--- Start of EXTRACTED MATERIAL ---

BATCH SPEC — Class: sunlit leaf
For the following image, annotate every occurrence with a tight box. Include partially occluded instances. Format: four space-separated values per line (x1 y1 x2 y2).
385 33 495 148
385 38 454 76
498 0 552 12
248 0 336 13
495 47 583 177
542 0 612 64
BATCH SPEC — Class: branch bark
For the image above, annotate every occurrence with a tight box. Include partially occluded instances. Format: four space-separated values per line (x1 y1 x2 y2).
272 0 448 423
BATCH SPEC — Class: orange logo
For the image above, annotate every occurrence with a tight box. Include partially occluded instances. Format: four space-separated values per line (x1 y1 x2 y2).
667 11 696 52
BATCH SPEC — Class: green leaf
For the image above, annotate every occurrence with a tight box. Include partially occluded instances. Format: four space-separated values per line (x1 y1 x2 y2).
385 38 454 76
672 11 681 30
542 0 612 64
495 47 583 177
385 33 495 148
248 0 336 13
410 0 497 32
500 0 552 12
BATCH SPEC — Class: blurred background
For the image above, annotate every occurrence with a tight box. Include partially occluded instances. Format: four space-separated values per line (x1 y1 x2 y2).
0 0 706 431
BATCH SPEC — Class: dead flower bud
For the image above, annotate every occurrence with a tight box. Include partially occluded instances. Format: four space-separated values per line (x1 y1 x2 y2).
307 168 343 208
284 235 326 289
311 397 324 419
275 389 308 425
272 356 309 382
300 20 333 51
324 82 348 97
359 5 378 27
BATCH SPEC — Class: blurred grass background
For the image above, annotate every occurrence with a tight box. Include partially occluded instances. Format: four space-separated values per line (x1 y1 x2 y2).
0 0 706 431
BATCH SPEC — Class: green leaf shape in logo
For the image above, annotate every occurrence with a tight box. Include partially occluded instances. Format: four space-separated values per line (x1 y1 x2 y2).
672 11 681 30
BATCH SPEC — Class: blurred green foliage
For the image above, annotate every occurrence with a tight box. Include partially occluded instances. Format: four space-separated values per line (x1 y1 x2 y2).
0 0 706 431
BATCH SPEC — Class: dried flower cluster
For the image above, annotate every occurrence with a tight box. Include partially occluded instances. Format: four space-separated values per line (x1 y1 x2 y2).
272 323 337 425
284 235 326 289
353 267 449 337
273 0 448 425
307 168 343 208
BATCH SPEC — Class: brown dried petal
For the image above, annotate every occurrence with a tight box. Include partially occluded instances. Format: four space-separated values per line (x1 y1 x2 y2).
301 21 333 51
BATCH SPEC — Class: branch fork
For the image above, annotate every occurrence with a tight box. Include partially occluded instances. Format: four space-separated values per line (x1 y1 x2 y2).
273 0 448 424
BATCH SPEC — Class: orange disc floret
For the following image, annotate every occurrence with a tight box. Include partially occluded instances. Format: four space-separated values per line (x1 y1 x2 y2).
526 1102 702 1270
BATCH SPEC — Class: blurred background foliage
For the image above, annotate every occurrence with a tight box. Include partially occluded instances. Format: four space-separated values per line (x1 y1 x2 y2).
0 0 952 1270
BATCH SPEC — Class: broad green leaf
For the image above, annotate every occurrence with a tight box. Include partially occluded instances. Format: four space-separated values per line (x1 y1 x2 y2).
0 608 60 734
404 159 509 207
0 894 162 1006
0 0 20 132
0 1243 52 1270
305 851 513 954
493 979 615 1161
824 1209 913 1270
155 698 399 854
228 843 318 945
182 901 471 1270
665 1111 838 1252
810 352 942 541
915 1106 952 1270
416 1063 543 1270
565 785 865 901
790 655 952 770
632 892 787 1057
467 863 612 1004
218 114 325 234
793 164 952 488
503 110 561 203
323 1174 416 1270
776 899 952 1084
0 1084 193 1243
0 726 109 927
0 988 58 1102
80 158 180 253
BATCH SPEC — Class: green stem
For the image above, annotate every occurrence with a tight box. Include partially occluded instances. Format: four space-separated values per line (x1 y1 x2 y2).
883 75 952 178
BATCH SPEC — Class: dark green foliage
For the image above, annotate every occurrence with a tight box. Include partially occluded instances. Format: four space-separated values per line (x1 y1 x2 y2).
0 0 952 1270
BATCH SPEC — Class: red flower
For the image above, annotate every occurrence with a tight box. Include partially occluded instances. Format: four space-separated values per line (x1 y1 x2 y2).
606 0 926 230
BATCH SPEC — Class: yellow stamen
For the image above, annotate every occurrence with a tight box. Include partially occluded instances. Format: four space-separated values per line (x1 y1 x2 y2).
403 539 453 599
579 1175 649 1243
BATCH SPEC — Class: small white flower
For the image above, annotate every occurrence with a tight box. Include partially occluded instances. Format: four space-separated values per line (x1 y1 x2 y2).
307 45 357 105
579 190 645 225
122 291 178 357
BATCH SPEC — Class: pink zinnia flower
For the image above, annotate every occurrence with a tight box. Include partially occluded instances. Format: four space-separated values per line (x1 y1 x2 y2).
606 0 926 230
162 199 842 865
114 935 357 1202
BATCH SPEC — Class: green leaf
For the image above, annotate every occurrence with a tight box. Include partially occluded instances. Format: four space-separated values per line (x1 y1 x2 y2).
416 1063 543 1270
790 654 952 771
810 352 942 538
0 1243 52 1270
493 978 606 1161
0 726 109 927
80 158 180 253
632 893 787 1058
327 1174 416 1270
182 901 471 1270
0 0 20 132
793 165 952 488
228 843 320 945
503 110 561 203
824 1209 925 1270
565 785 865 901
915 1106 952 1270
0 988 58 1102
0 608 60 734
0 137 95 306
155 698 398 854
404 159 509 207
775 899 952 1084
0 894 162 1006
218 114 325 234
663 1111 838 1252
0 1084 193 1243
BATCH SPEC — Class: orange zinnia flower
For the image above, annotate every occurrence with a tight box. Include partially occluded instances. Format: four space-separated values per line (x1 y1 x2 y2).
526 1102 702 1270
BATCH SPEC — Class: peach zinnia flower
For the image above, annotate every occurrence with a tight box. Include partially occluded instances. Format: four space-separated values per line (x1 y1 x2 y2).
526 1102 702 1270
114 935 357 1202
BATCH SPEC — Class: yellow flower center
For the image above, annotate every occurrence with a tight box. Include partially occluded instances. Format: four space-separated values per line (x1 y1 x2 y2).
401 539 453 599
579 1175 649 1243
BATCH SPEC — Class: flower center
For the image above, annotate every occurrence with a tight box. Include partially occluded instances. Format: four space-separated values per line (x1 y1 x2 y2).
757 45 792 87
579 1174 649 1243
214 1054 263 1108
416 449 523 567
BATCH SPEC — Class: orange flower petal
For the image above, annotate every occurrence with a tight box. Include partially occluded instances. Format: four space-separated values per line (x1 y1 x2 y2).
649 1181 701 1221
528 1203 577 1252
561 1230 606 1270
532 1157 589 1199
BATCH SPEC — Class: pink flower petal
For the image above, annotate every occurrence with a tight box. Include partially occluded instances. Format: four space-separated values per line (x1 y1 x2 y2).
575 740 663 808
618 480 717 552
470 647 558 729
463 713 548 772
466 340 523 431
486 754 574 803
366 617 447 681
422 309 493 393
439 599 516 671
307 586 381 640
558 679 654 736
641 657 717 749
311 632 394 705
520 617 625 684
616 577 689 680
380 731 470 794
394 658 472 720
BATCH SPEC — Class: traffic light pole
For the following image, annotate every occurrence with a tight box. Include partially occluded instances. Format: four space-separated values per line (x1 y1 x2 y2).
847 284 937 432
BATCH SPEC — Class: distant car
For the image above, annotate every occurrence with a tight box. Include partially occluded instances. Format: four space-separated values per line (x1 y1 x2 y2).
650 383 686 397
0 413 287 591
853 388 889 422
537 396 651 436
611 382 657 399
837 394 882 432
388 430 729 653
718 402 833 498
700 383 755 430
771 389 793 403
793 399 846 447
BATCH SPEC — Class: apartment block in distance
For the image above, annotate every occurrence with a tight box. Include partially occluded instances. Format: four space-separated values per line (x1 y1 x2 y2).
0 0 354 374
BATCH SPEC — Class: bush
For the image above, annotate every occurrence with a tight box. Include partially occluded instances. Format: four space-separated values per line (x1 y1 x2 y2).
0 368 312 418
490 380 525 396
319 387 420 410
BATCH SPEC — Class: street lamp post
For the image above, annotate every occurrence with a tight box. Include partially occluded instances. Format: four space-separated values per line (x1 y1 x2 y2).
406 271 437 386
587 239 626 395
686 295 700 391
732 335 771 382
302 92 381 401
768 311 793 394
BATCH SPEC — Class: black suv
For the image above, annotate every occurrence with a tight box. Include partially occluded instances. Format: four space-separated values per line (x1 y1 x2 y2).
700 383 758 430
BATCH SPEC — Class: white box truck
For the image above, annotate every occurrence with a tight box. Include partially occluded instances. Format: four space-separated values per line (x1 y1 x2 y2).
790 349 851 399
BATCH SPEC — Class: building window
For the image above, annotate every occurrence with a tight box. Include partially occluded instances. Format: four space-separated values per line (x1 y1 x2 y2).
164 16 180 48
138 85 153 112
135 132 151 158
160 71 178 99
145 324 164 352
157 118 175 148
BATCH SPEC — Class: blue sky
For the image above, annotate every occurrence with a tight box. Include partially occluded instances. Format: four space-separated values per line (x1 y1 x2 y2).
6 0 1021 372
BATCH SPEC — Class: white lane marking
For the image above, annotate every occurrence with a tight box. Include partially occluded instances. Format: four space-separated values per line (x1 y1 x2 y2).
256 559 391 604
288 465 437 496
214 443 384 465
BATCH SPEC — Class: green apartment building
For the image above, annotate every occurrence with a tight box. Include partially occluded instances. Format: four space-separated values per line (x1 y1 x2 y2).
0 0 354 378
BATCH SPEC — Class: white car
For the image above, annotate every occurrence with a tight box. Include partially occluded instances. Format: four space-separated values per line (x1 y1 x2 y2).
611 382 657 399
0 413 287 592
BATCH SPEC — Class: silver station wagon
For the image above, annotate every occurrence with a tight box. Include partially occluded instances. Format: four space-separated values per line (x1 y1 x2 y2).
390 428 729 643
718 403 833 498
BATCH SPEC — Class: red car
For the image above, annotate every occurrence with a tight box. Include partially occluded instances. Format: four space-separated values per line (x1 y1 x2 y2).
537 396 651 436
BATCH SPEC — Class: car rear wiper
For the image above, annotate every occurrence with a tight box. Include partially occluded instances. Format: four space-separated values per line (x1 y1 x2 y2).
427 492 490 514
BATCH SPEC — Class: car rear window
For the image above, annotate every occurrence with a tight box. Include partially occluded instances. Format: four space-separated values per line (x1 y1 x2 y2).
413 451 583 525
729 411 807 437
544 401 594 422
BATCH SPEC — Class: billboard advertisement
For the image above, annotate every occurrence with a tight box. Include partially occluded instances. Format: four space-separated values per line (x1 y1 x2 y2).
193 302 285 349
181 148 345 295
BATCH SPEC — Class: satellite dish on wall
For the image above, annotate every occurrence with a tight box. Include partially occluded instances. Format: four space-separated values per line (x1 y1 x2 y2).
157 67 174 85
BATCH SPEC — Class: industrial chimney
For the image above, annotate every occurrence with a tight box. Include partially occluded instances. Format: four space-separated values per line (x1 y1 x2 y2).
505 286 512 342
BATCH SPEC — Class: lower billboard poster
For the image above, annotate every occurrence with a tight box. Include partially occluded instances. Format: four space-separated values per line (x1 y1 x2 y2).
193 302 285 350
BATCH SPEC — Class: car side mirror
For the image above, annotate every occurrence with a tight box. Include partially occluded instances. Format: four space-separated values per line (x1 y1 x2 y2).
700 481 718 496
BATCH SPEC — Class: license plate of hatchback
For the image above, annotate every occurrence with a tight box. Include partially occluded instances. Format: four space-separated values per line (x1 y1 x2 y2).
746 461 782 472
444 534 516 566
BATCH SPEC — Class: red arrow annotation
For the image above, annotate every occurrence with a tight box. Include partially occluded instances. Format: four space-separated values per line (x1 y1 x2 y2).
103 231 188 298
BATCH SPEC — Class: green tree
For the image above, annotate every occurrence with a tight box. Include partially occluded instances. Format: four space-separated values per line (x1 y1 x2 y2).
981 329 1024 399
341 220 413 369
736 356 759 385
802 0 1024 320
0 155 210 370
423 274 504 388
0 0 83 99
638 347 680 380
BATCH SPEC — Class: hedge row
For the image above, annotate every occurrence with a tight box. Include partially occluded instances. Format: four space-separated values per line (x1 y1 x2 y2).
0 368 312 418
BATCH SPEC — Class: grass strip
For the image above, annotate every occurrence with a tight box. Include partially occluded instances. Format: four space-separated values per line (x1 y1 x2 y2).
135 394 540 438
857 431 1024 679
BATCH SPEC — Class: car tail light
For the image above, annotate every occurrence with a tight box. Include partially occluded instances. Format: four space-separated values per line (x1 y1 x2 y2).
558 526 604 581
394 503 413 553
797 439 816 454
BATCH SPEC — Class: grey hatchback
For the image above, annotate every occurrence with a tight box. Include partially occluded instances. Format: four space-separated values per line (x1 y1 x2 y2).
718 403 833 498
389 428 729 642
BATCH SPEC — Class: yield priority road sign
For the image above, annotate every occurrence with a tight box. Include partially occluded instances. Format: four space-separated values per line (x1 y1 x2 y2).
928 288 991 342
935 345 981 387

--- End of EXTRACTED MATERIAL ---

* [THE EXERCISE]:
Can you reproduce, unchanged, the entries from the line with "BATCH SPEC — Class: car tail light" to the line with "389 428 729 642", including both of those lines?

* [FINAL ANSWER]:
BATCH SPEC — Class: car tail light
For the image above, annotate every occurrence with a tight box. Include partially occluded instances. Format: four space-separated values per line (x1 y1 x2 y2).
558 526 604 581
394 503 413 553
797 439 816 454
BATCH SPEC — Class: grey hatchback
For the image above, annotate every occurrence with a tight box. Include partially occluded instances. Format: four space-separated values per line (x1 y1 x2 y2).
718 403 833 498
389 428 729 642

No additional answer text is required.